_What the task requires_
Rewrite every line of the records below as a numbered list, skipping any blank lines. Leave the pictures out of the list.

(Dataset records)
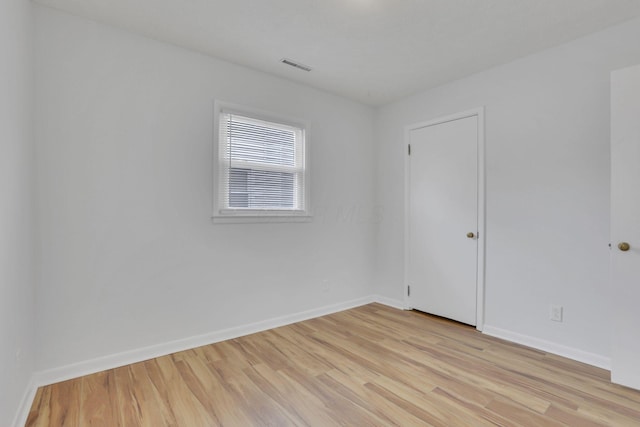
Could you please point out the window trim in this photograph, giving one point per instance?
(226, 215)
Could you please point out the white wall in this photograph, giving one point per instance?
(129, 254)
(16, 196)
(547, 159)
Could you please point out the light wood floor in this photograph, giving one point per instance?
(370, 366)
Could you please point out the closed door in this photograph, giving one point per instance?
(625, 226)
(443, 219)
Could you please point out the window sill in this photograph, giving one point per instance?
(258, 219)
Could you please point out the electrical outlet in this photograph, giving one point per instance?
(556, 313)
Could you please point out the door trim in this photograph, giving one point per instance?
(479, 113)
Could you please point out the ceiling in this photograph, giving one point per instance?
(372, 51)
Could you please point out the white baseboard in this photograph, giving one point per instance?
(550, 347)
(87, 367)
(394, 303)
(25, 404)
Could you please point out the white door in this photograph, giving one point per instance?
(443, 219)
(625, 226)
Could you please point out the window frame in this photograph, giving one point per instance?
(221, 214)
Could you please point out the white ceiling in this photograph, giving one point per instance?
(373, 51)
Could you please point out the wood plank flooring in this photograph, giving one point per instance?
(369, 366)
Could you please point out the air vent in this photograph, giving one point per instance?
(295, 64)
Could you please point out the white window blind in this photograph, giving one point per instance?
(261, 166)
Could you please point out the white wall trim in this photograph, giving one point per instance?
(390, 302)
(22, 414)
(550, 347)
(91, 366)
(480, 273)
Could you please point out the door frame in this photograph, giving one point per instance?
(479, 113)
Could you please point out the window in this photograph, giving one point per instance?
(261, 166)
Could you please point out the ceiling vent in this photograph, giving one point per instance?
(295, 64)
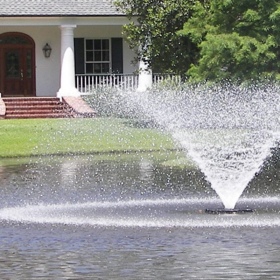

_Result for this task_
1. Could you please point out the window trim in this photograph, giving one point per instance?
2. (226, 215)
3. Could you please point out the white wall in this photograph, giving one point per instance?
4. (129, 254)
5. (16, 196)
6. (547, 159)
7. Could you please point out the light wood floor in this photograph, giving one point per instance?
8. (370, 366)
9. Could you please point out the closed door in this photograph, giving one point per instance?
10. (625, 226)
11. (443, 219)
12. Could you please point out the window sill in this photograph, giving one point per instance?
13. (258, 219)
14. Could you please point out the electrical outlet in this photograph, giving one point per instance?
15. (556, 313)
16. Could you please point out the door trim in this photograph, giving one point per instance?
17. (479, 113)
18. Could you please point out the ceiling in this photograph, giving one point per instance?
19. (372, 51)
20. Could you please point out the white baseboard in this photograph, giving one point per instance?
21. (550, 347)
22. (87, 367)
23. (394, 303)
24. (25, 404)
25. Could you please point out the white door in this photograph, giving one point per instance?
26. (443, 219)
27. (625, 226)
28. Could you please point out the window frame in this photograph, giving one point per instance?
29. (221, 214)
30. Could you please point out the white ceiling in this photograph, giving one point per instance?
31. (373, 51)
32. Could you please point out the wood plank flooring in this photograph, giving one point per instance?
33. (369, 366)
34. Could you please point out the air vent in this photograph, giving one point per instance?
35. (295, 64)
36. Could you please point out the white window blind in this photograph, giving one point per instance?
37. (261, 166)
38. Could you please point out the white wall trim in this photograph, giving one point per instance?
39. (390, 302)
40. (22, 414)
41. (550, 347)
42. (91, 366)
43. (480, 273)
44. Could you please point out the door frame in this photograph, giving one point per instance?
45. (479, 113)
46. Could you please point out the window in this photograph, giving one point per instance?
47. (261, 166)
48. Could you please point out the ceiling vent in this photograph, giving one point per instance?
49. (295, 64)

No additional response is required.